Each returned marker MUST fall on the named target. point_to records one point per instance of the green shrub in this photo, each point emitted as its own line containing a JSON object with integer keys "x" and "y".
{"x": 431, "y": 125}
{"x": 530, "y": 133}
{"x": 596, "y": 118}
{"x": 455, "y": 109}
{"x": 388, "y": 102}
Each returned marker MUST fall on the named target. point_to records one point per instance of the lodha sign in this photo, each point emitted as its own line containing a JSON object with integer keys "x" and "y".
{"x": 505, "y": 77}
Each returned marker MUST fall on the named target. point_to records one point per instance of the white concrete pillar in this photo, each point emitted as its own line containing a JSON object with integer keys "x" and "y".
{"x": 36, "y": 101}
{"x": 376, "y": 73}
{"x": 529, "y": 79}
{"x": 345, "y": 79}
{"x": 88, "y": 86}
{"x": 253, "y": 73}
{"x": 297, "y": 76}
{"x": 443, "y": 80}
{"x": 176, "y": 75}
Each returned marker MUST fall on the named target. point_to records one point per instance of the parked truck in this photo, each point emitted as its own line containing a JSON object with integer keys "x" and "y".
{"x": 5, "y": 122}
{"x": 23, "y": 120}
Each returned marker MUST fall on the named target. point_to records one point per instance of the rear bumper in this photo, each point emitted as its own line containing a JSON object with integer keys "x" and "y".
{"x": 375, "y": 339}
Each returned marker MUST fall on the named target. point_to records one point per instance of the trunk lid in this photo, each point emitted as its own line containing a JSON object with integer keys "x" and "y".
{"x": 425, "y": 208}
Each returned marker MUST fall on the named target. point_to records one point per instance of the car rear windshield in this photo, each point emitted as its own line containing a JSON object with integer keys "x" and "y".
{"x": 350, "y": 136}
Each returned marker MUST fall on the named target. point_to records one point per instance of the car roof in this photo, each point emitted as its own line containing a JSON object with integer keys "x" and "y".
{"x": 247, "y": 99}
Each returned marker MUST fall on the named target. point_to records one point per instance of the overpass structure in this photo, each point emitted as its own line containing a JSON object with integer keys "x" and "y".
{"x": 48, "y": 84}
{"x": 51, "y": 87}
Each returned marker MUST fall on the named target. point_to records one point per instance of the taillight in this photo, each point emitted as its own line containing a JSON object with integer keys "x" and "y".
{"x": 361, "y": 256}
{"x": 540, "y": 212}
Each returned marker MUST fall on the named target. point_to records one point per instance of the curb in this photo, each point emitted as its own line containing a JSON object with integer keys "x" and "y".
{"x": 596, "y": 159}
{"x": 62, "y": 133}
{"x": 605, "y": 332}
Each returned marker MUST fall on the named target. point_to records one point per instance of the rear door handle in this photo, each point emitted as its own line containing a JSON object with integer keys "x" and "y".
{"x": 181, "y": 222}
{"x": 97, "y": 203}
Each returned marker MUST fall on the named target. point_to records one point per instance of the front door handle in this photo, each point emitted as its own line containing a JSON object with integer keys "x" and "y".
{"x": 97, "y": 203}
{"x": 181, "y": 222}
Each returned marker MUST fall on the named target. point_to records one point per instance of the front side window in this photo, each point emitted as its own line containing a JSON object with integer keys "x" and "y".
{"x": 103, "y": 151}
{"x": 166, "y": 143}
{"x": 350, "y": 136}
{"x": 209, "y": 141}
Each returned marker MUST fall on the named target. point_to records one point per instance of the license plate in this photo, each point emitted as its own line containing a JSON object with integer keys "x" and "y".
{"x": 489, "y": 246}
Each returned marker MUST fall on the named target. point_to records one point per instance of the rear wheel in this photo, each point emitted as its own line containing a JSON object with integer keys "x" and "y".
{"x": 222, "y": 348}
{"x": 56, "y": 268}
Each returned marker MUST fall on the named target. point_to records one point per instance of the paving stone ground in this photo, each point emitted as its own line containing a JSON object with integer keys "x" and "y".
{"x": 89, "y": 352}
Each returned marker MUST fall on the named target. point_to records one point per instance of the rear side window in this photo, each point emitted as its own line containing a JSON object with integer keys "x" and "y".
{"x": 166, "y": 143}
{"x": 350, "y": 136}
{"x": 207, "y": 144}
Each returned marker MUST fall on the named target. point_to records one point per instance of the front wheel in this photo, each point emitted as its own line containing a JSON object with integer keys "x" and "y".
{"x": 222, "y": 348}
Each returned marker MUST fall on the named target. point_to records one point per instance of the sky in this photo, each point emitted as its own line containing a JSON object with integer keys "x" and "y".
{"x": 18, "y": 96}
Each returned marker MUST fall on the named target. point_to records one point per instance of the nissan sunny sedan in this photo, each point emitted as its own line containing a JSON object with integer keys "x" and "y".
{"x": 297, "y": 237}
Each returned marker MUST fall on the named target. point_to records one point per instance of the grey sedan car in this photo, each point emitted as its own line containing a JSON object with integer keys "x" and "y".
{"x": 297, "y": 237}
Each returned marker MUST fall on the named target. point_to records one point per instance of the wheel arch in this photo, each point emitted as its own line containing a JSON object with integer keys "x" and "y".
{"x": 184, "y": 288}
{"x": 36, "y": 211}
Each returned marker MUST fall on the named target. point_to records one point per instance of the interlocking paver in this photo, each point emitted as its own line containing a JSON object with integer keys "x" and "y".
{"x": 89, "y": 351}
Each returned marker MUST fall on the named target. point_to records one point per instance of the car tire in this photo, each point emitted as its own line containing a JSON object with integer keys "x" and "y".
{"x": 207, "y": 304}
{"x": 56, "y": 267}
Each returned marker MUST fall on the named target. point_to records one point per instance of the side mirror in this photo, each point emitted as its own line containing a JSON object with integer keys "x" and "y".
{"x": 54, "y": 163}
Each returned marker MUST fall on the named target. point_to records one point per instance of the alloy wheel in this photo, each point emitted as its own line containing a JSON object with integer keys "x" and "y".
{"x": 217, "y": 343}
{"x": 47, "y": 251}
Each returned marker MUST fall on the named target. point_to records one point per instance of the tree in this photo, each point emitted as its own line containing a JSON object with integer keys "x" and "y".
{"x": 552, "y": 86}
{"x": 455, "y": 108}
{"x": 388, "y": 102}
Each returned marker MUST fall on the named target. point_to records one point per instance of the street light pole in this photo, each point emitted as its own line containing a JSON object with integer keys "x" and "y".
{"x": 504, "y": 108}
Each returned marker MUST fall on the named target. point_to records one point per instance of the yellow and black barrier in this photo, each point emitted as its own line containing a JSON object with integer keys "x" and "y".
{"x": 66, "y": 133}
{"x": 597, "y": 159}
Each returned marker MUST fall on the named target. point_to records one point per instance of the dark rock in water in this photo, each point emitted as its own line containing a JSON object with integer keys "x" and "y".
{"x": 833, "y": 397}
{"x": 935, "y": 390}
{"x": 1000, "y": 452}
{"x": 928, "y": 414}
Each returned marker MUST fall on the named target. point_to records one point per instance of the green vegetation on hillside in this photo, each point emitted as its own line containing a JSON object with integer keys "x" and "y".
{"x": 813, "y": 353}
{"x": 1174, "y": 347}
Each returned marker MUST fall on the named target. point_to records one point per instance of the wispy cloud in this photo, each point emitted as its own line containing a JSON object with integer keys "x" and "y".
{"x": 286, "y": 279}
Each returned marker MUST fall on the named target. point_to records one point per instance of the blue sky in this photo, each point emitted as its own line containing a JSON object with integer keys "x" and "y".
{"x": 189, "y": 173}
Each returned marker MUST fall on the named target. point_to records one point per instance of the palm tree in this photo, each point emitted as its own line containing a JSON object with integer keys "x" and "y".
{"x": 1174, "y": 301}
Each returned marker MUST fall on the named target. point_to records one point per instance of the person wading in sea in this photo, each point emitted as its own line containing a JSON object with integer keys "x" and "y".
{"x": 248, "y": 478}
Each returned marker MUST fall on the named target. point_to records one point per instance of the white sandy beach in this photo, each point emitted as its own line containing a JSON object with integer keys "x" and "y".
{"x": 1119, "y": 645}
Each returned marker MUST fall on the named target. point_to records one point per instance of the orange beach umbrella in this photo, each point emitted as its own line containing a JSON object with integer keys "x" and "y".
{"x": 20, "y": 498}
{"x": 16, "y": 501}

WHAT TO PRODUCE:
Exactly the lines between the one containing "of the blue" and the end of the material, both ends included, must be retyped, with nothing added.

RESPONSE:
Each returned marker MUST fall on the named target. point_to records one point per instance of the blue sky in this photo, each point emitted as its own line containing a JSON object with integer keys "x" and "y".
{"x": 189, "y": 173}
Each returned marker MUST fall on the named target. point_to records one point per instance of the palm tree in this photo, each point emitted as its own line containing a JSON object with integer keys "x" and "y".
{"x": 1174, "y": 301}
Each returned marker MUST fall on the named target. point_to records one point per instance of the person wading in sea in this photo, each point emitted as its own line containing a JSON object with integer keys "x" and "y".
{"x": 248, "y": 478}
Each returned marker MUST fall on the named target. point_to records one point per instance of the white sandy beach in this photo, each point emitted as its own line containing a JSON object with integer keys "x" and "y".
{"x": 1119, "y": 645}
Each returned marker MUST fall on the named target. point_to records one point per instance of the orange beach umbrella in this photo, each point emitted as its own line containing a JSON object with integer keys "x" and "y".
{"x": 20, "y": 498}
{"x": 16, "y": 501}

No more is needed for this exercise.